→ **Task to carry out**
Please update the entries below by replacing every "one dot per instance" with "one point per instance" and leaving all other text unchanged. Leave the images out of your answer.

→ **Data listing**
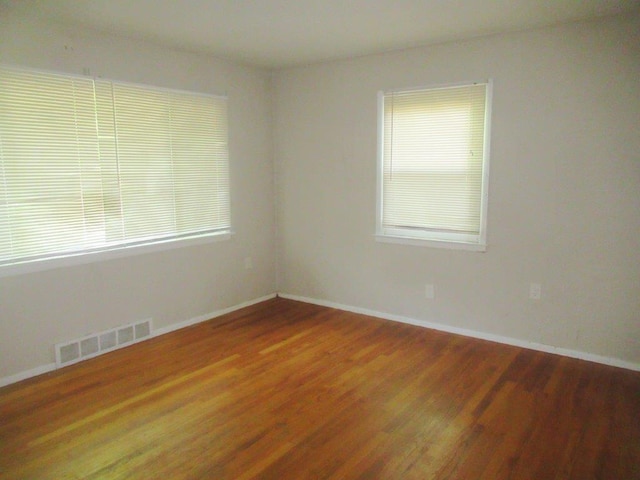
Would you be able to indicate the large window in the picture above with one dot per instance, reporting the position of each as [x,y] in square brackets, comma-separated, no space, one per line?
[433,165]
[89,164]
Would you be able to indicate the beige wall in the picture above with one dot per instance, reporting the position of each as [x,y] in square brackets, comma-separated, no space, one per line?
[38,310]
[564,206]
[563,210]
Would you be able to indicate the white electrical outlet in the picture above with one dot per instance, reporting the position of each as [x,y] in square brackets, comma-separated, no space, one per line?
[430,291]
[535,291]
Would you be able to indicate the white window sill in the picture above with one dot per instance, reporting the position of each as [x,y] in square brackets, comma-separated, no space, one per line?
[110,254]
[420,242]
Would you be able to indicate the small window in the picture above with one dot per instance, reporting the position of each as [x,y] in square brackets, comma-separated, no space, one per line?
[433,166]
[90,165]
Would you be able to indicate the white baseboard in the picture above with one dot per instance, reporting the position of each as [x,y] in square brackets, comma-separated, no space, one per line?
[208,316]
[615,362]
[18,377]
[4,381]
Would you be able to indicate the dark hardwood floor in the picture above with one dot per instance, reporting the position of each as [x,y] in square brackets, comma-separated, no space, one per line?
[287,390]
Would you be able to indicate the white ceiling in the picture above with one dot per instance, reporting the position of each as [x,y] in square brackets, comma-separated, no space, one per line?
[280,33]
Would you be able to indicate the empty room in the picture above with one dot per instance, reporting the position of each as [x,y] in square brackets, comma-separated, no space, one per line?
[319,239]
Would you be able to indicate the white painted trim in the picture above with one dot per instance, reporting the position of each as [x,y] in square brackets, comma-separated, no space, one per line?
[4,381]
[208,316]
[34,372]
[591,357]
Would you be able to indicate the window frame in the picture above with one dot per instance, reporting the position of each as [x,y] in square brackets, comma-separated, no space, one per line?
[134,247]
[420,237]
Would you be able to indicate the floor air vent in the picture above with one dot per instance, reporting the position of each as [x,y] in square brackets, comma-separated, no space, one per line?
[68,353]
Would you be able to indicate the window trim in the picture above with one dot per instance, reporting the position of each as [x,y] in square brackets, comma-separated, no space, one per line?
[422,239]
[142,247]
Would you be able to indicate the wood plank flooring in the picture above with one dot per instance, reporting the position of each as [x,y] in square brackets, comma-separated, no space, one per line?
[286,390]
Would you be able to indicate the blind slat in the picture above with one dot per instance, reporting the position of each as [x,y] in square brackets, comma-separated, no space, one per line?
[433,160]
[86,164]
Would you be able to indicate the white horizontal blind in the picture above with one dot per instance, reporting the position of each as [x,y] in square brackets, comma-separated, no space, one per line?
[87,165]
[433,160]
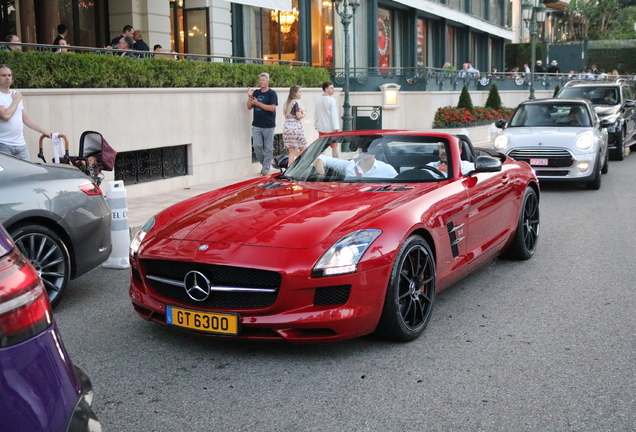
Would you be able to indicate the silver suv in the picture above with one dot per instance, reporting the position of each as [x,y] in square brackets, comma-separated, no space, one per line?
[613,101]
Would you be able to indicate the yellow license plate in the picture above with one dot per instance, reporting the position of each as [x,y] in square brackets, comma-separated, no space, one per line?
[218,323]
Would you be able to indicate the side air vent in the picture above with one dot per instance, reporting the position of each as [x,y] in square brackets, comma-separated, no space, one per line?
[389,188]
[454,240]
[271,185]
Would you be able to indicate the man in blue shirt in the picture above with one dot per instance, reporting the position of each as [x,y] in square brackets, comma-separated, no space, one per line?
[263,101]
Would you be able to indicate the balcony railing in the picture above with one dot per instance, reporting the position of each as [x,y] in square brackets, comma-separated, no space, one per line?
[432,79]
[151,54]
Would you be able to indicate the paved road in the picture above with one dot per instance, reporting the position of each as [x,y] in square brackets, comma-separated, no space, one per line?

→ **Solved exercise**
Would you be able to indicate the large window in the picture above with one point per instance, reporting the position of each as [x,y] in square brackets, comma-separated, no space, one per line?
[433,165]
[89,164]
Would you be able to indicate the beige wall in the picture above with one point per instance, reporting the position of each as [x,y] in square brackets, comma-separated, no space, one per line?
[38,310]
[564,206]
[563,210]
Would you be able to indicate the white electrical outlet in the picture above with one point per instance, reporting the position of each as [x,y] in square brackets, comma-separated, no space, one per line?
[430,291]
[535,291]
Would you be able to indicate the white window sill in the picture above with one point per instance, reporting the position of each as [x,y] in square brackets, comma-separated, no space, one per line?
[110,254]
[420,242]
Would you be able to indicate the small window in the picture above with one point per instance, reporting the position of each as [x,y] in square brackets, comma-separated, no space, one per line?
[433,166]
[90,165]
Would you be able to indicate the white baseboard in the picture above with one point per instance, reporting the position of each as [x,y] in square brackets, comma-separated, no space, one per line?
[208,316]
[615,362]
[18,377]
[4,381]
Would you be able to indicate the dark hardwood floor in the picture above with one point per instance, reporting the position of each as [x,y] in square brackets, comma-separated, no space, one per line?
[287,390]
Would you be able to indicate the white ceiling in the picture above with one point per instance, reporting the position of each as [x,y] in square brackets, comma-separated, no space, one per line?
[280,33]
Would you be able to indicate the empty room in the picture above with one point per instance, reporting the position of each as [x,y] in square brackets, comma-separated, no space, one per line?
[319,239]
Would you be able to indicate the white painted trim in the picture above with one point per instance, reporting the position of each as [x,y] in square brackets, comma-separated, no space, one per line?
[4,381]
[208,316]
[34,372]
[591,357]
Would you be able to indicate the window frame in the picture above with one point per instance, reporting the position of each as [x,y] in square brackets, comma-separated, no space, one per line?
[134,247]
[420,237]
Would you be able to indicate the floor air vent in the picture above with one point per instance, reporting the position of each as [x,y] in square brackets, comma-separated, no space, one per line?
[68,353]
Would you be able to indicate the window trim in the picture above with one point per instance, reporting the position of each as [x,y] in square brackets, comma-separated, no space, one per line?
[422,239]
[142,247]
Would you be able to indicate the wood plank flooring in the picture above with one point per instance, reporting the position of each as [x,y] in square brackets, comma-separated, no space, one per line?
[286,390]
Would you be able to indicate the blind slat in the picture above with one point per instance, reporting the position of each as [x,y] in square brackets, comma-separated, no space, one per line?
[433,160]
[86,164]
Would you be able to indicate the white horizontal blind in the picture above with one point per instance, reporting the position of each as [x,y] in square brackets, comma-separated, no space, one per line?
[87,165]
[433,160]
Would you be able to indicate the silver suv in the picture above with one point per instance, reporting the position of each as [x,y] in square brackets, comma-separated, no space, one per line?
[613,101]
Would you be able to indicate the yellow license plate in the picture above with one point per instance, reporting the position of each as [x,y] in square brackets, comma-separated, no space, one per line?
[218,323]
Would you be able to indicate the side air vent in the picture above with one point per instance, reporting the position of each as [x,y] in square brackets, comma-separated, no space, one per line?
[389,188]
[454,240]
[271,185]
Would you be able to indicate the man in blue shirt in the picture above with one point per instance, reporting the position of each as [x,y] in square brackets, comma-separated, no space, one per line?
[263,101]
Would you be able to indicate the balcony railing in the picture above with one point per instance, reporting the position of each as [x,y] in square brackets, comma-separated, no space, one per line?
[432,79]
[151,54]
Would you be able to indicate the paved road in the picture above with one point per instance, reporting the position of each as [x,y] in square brackets, comma-separated, no space, one per line?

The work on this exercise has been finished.